**** Data for the task ****

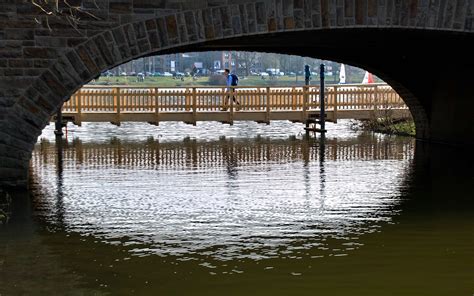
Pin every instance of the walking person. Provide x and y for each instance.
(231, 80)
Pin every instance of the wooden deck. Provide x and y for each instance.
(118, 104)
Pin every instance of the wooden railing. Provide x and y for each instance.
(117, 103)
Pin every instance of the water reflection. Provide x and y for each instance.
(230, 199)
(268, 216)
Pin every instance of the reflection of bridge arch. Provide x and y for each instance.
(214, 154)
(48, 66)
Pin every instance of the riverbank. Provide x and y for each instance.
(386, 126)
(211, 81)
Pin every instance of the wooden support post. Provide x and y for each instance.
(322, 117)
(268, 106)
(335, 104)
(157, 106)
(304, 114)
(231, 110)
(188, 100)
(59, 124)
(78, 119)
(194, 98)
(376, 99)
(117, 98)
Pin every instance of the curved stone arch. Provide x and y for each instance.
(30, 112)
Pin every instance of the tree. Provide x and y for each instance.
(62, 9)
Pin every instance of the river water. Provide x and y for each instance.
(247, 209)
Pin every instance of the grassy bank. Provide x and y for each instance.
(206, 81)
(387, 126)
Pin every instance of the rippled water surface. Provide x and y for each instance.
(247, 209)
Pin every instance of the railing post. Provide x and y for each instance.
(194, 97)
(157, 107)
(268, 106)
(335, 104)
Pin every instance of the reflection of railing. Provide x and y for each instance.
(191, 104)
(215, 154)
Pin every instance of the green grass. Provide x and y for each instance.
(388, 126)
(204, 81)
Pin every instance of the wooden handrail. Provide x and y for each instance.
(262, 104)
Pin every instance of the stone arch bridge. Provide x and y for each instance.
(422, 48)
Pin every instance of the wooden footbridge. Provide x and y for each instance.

****
**** Data for the task ****

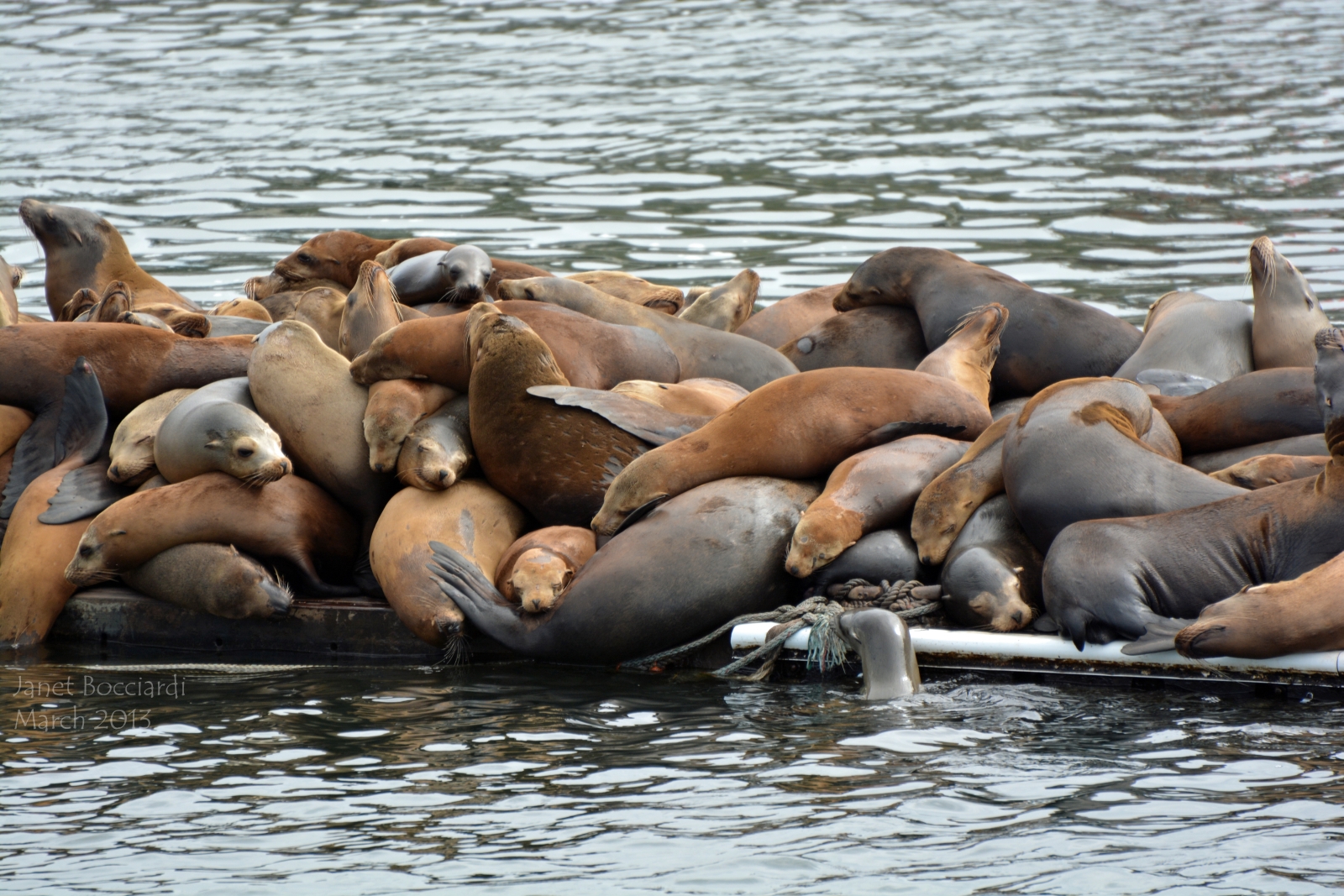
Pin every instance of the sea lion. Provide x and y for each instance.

****

Please count the lines above that contain the word "railing" and give only that number.

3